TO DO: Copy word for word the passage of the cold-weather fireplace thread that opens with the words containing "I thought maybe" and closes with "no ill affects.".

DOCUMENT EXCERPT:
# Cold Weather Problems - Help!!!



## johral (Jan 11, 2011)

Not sure what brand insert I have - it was here when we bought the house.

Unit works fine until the temp gets well below freezing...then it does strange things.

Wake up in the morning, and the pilot will be out - try to light it and maybe it will, maybe it won't.  If I get it lit, I will let it warm up for at least 5-10 minutes before turning the dial to ON.  Usually it will just go right out.  If it does stay on, when you turn the unit on via the light switch, the flame will start around the burner just fine, but then it backs up towards the pilot and will get really tall and only about 4" down the burner.  The flame will be almost 100% blue.

When that happens, I immediately turn the unit off (at the light switch), and the pilot will flicker like there is a high wind coming down the chimney, but it is dead still outside.

I thought maybe it might be due to the meter and 30' of the supply (in the garage attic) being exposed to the extreme cold, but the furnace and hot water heater suffer no ill affects.

Any thoughts?  I can't get a service guy out during our cold spell, and once it gets above freezing in the next day or two the issue will be gone again.

Thanks


----------



## DAKSY (Jan 11, 2011)

SUPPLIED MATERIAL:
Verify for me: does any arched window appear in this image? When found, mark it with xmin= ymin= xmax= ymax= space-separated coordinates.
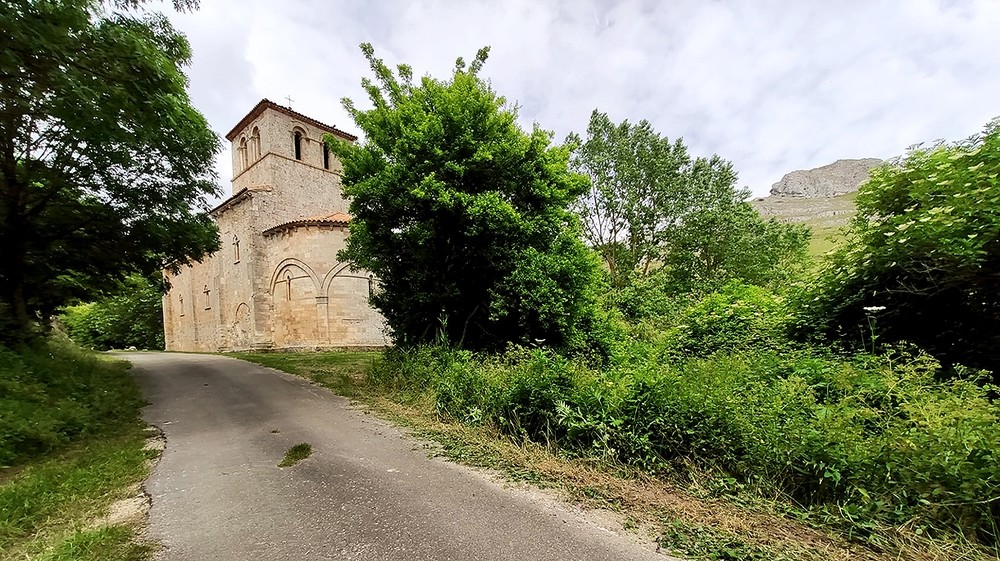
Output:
xmin=240 ymin=137 xmax=247 ymax=171
xmin=250 ymin=127 xmax=260 ymax=162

RESULT OF THE TASK:
I thought maybe it might be due to the meter and 30' of the supply (in the garage attic) being exposed to the extreme cold, but the furnace and hot water heater suffer no ill affects.